§ CONSIGNE
Sélectionnez et recopiez chaque ligne des enregistrements ci-dessous qui contient le mot « sleeve ».

[Enregistrements bruts]
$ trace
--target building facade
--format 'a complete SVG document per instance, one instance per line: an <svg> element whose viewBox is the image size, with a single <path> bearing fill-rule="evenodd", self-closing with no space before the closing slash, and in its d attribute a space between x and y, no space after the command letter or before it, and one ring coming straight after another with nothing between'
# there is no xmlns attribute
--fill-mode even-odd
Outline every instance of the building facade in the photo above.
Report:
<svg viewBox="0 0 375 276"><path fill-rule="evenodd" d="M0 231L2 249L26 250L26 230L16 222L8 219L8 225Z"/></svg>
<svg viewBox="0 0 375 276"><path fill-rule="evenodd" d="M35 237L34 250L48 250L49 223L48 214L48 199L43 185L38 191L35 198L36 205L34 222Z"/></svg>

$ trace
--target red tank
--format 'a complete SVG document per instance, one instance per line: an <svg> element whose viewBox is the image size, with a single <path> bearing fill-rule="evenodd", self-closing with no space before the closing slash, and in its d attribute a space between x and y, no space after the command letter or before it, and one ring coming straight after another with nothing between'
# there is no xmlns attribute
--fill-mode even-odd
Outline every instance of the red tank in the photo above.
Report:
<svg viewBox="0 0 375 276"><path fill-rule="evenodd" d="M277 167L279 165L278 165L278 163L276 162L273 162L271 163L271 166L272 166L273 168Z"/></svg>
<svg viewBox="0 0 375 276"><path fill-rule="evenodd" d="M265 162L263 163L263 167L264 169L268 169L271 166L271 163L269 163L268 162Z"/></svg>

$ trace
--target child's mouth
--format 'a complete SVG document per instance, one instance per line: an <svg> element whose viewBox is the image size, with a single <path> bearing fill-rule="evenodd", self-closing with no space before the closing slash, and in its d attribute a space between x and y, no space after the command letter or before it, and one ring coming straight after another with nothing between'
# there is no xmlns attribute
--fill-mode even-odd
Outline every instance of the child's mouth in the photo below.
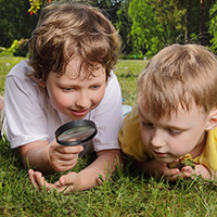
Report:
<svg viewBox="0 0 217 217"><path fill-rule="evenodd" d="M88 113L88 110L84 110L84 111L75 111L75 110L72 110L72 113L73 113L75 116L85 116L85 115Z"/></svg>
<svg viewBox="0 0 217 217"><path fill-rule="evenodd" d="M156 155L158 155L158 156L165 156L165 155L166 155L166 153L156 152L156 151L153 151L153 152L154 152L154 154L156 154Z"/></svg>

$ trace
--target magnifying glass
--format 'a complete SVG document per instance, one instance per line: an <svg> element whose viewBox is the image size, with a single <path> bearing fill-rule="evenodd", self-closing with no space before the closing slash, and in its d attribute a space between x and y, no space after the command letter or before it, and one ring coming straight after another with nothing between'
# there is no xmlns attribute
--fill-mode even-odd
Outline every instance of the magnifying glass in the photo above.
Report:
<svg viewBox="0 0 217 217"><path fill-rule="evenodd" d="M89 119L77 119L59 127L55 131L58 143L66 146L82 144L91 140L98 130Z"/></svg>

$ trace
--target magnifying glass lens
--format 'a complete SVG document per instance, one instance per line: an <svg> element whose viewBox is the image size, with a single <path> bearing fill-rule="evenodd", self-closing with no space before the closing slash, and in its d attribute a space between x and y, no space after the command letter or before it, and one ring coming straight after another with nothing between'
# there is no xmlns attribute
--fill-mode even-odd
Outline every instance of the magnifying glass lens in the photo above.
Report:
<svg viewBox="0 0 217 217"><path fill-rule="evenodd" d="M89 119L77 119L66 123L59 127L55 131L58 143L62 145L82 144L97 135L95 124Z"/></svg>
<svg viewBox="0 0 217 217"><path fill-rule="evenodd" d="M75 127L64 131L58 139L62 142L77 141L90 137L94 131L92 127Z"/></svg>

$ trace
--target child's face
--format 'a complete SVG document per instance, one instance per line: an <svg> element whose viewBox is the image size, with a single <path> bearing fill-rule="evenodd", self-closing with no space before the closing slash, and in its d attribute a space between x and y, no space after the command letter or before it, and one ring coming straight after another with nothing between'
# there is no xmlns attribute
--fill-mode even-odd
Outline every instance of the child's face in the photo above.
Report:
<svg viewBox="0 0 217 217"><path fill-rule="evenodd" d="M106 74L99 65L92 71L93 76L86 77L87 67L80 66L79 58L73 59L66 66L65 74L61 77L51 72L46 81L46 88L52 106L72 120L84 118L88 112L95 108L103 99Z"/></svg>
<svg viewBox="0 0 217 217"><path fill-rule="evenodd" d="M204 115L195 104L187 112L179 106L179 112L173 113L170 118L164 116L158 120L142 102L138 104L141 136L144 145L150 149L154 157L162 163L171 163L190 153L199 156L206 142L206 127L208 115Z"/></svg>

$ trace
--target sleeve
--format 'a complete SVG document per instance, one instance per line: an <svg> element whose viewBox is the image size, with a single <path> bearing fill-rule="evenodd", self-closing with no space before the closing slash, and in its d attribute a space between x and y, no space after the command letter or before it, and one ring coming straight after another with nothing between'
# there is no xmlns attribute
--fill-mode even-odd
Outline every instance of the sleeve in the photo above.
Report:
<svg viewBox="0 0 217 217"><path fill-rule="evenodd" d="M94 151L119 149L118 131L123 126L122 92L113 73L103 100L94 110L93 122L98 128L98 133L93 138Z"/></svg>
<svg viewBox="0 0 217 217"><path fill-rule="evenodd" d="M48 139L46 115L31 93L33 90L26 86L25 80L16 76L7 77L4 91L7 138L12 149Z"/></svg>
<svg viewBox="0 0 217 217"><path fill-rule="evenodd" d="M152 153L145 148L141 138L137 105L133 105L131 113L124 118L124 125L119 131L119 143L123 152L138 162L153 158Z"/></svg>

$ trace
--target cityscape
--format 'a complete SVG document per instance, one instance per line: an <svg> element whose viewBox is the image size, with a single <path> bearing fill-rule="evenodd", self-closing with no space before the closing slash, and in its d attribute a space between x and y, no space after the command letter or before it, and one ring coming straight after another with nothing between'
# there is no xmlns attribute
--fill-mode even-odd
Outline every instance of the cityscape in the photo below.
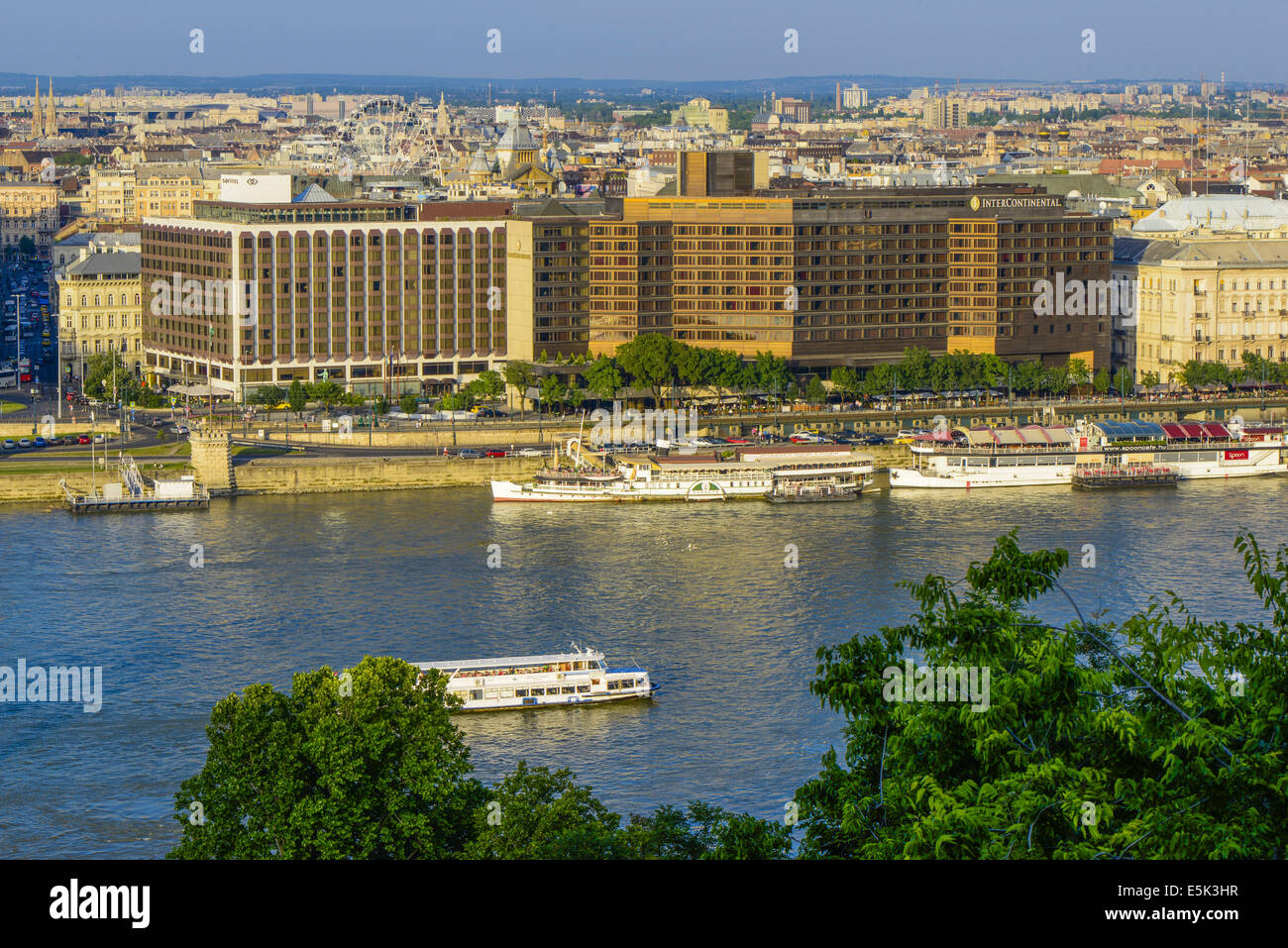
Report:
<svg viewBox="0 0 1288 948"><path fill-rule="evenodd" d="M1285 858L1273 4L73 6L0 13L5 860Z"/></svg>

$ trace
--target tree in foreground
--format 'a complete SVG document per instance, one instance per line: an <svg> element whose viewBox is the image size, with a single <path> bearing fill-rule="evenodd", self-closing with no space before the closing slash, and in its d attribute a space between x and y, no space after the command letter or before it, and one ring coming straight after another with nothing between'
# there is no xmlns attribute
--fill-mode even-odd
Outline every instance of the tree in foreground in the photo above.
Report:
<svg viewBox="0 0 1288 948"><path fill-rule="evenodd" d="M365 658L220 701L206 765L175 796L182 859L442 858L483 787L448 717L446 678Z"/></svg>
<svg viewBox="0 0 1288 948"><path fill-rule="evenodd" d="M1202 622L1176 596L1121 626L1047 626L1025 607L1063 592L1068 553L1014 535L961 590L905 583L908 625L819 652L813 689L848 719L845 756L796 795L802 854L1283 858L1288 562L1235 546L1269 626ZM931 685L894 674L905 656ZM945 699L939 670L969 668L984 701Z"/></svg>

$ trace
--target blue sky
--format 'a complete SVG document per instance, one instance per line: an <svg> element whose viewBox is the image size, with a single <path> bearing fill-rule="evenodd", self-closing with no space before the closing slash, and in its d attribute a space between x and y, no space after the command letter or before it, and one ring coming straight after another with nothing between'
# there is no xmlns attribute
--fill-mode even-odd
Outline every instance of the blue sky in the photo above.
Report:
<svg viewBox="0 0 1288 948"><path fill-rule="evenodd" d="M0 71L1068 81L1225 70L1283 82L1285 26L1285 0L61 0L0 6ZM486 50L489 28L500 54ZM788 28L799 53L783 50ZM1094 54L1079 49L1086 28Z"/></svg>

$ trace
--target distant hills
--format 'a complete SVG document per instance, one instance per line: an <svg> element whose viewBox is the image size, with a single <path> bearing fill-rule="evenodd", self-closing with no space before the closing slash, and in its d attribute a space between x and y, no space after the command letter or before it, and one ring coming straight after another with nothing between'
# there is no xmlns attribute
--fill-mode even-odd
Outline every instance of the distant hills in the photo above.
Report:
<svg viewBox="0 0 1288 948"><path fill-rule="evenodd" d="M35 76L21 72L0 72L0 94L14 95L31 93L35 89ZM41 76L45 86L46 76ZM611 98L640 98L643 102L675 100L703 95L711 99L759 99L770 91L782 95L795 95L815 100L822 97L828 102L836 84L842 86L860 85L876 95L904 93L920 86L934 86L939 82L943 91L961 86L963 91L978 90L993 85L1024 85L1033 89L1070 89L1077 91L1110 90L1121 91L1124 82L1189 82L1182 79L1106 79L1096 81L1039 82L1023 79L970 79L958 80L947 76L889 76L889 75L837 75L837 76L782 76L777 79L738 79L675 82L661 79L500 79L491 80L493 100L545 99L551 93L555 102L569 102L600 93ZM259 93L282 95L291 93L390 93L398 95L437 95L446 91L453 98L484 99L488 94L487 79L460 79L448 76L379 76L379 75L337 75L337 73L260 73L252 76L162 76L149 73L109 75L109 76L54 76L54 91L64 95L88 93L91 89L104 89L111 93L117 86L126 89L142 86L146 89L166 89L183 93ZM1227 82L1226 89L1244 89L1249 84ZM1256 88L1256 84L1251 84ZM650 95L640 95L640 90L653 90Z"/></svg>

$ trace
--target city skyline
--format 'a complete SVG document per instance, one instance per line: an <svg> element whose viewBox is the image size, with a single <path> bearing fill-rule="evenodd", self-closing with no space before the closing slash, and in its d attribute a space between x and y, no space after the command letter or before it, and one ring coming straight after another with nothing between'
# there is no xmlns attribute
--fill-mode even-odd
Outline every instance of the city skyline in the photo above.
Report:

§ RÉPONSE
--target sleeve
Outline every instance of the sleeve in the photo above.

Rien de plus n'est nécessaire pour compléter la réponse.